* [ページ抜粋]:

説明

パイの製造方法

【課題】 同時に成形および焼成を行うことによって、成形型による成形を可能にするとともに当該形状を維持しつつ焼成することのできるパイの製造方法を提供する。
【解決手段】 両焼成型1,2を加熱して所定温度に到達させ、この状態で焼成雌型1の凹部内にフレッシュバター生地3を投入する。このフレッシュバター生地3の投入と同時に焼成雄型2を下降させて、当該フレッシュバター生地3を軟化させるとともに押圧し、焼成型のキャビティ全体にフレッシュバター生地を充満させる。当該キャビティ全体にフレッシュバター生地が充満した時点で焼成雄型2を僅かに上昇させ、フレッシュバター生地3と焼成雄型2とに間隙を設ける。

【発明の詳細な説明】
【0001】
【発明の属する技術分野】本発明は、油脂成分を含む生地を焼成してなるパイの製造方法に関するものであって、特に、通常のパイ生地よりも油脂成分を多く含有するフレッシュバターと呼ばれるパイ生地(以下、フレッシュバター生地という)を使用するパイの製造方法に関するものである。
【0002】
【従来の技術】従来のパイ製造方法は、薄く延ばしたパイ生地を幾重にも積層し、これを所望の形状に切断した後、オーブンその他の焼成装置によって焼成していた。しかし、この種の製造方法は、例えばアップルパイのように、フルーツ等の具材を内包するパイなどの製造方法として専ら使用されるものであった。しかし、最近では、タルトと呼ばれる洋菓子の器(図1参照)としてパイを使用することがあり、このような目的で使用する場合、積層された生地からなるパイは、サクサク感を得ることができるものの、しっとり感を得ることができないことから、タルト全体のバランスを欠くこととなっていた。
【0003】そこで、積層された生地ではなく、バターを多く含むフレッシュバター生地によってパイを焼成する方法が用いられていた。
【0004】
【発明が解決しようとする課題】しかしながら、フレッシュバター生地によるパイの製造にあっては、当該フレッシュバター生地が多くのバターを含んでいるため、成形に長時間を費やすことができず、また、成形器等を使用したとしても形状または大きさを均一にすることは困難であった。しかも、焼成時には、多くの油脂成分や水分がしみ出すため、好適な焼き具合を実現することもまた困難であった。
【0005】そこで、成形型の圧縮によって成形したものを焼成することが考えられるところ、常温ではフレッシュバター生地であっても延び難く、所望の形状まで押圧するためには、成形型を強力に押圧しなければならず、そのためにのみ使用する装置が必要となるほか、フレッシュバター生地を強力に押圧したとすれば、押圧力の作用した個所の生地からはバターが搾り出され、かつ高密度となることから、焼成後における当該部分は、パイ特有のサクサク感を失うこととなるものであった。特に、図1に示すような器形状のパイ10を製造するために、フレッシュバター生地を成形型にて圧縮成形するとすれば、パイ10の底部11に圧力が集中することとなり、一方、側部12を所望の高さまで押し上げることも困難なものであった。

物体指示データセットの行:
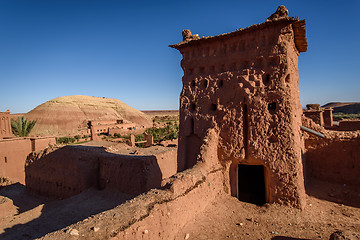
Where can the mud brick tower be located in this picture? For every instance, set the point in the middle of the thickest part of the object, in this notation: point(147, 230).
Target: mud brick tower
point(244, 84)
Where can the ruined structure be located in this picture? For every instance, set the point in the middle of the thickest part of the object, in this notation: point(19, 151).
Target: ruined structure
point(5, 125)
point(244, 84)
point(109, 127)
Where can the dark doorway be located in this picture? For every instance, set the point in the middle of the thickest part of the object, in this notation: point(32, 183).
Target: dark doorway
point(251, 183)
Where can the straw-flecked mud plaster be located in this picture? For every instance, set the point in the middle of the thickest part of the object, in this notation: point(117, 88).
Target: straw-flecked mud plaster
point(244, 85)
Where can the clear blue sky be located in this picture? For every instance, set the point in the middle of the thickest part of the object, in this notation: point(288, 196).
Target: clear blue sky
point(119, 49)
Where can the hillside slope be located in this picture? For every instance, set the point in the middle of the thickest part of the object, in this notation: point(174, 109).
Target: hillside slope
point(70, 114)
point(344, 107)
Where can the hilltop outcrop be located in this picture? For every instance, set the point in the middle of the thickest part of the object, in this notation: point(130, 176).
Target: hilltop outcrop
point(70, 114)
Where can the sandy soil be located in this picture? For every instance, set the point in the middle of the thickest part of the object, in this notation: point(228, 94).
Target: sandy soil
point(227, 218)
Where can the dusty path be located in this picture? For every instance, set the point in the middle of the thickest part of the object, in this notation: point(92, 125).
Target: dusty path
point(227, 218)
point(38, 216)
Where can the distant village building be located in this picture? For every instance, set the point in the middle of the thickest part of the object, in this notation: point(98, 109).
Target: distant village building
point(5, 125)
point(244, 84)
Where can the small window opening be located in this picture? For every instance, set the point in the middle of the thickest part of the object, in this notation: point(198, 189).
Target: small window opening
point(272, 107)
point(213, 107)
point(287, 79)
point(251, 184)
point(223, 68)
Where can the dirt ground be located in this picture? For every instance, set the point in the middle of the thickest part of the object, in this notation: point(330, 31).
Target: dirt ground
point(329, 208)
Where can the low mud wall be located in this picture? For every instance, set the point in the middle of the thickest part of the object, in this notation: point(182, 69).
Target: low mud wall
point(13, 153)
point(349, 125)
point(62, 172)
point(67, 171)
point(335, 158)
point(160, 213)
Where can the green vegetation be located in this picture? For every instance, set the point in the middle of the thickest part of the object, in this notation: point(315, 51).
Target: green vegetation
point(22, 127)
point(340, 116)
point(169, 132)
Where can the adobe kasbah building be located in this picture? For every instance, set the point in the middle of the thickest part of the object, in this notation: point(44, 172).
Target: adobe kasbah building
point(244, 85)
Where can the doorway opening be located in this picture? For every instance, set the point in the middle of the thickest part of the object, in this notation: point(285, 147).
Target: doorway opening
point(251, 184)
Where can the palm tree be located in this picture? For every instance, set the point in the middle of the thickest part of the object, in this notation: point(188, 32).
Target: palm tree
point(22, 127)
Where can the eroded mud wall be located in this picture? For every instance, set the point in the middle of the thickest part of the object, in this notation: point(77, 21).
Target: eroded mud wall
point(5, 126)
point(13, 153)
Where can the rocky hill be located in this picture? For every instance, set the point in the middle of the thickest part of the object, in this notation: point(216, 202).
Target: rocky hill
point(70, 114)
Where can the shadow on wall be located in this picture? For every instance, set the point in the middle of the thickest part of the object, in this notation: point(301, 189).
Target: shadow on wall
point(91, 179)
point(55, 215)
point(70, 170)
point(288, 238)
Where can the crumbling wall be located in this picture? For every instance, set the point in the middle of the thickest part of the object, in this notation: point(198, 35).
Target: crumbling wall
point(316, 116)
point(13, 153)
point(129, 174)
point(245, 85)
point(335, 158)
point(67, 171)
point(161, 213)
point(5, 126)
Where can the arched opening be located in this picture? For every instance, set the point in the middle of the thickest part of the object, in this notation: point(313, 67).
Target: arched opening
point(251, 184)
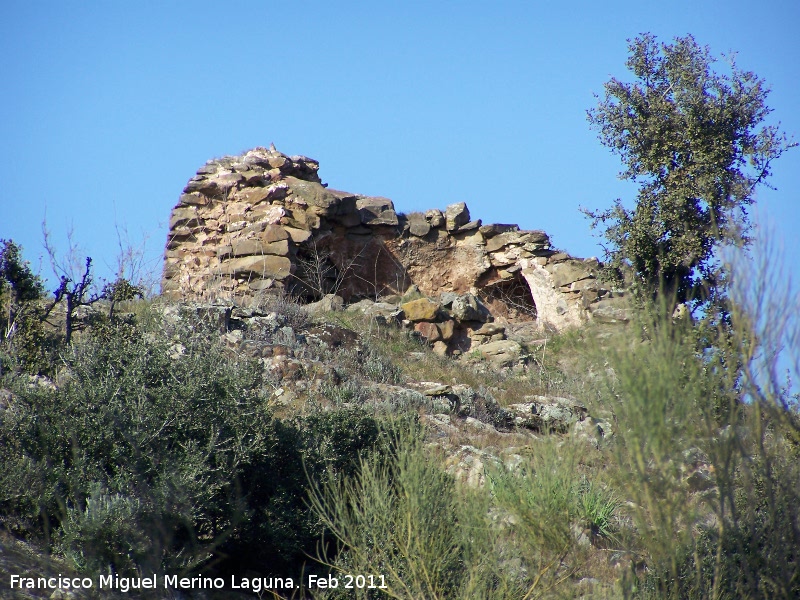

* [課題 A]:
エントリーのうち、「Where can the arched」を含む行からエントリーの終わりまでを、一字一句変えずに書き出してください。画像は含めないでください。
* [課題 B]:
パイの製造方法について述べた文章を、途切れたところから書き継いでください。

* [解答 A]:
Where can the arched opening be located in this picture? For every instance, set the point in the middle of the thickest part of the object, in this notation: point(313, 67).
Target: arched opening
point(251, 184)

* [解答 B]:
【0006】そのため、若干の熱をフレッシュバター生地に加えることによって、フレッシュバター生地を軟化させることが可能であることから、このように軟化させた後にフレッシュバター生地を成形することが必要とされていた。しかし、このような方法では、加熱温度の調整不足によりフレッシュバター生地から油脂成分や水分がしみ出すことがあり、成形前に一部焼成が始まるケースがあり、また、好適に軟化させた場合でも、器形状のパイ10を製造する場合、軟化の度合いが大きくなり、その形状を維持できない程度まで軟化することとなるのが一般的であるため、成形型からの取出しから次工程である焼成までの間に変形することとなっていた。
【0007】本発明は、上記諸点にかんがみ、同時に成形および焼成を行うことによって、成形型による成形を可能にするとともに当該形状を維持しつつ焼成することのできるパイの製造方法を提供することを目的とする。
【0008】
【課題を解決するための手段】本発明は、油脂成分を多く含有する生地を所望肉厚の板状に成形し、かつ該板状生地を所定重量に切断して個々の生地を構成させ、これを焼成雌型に投入するとともに、焼成雄型を嵌合せしめて両型内に構成されるキャビティを密封しつつ焼成を開始し、その後、上記キャビティを開放させてなることを特徴とするパイの製造方法を要旨とするものである。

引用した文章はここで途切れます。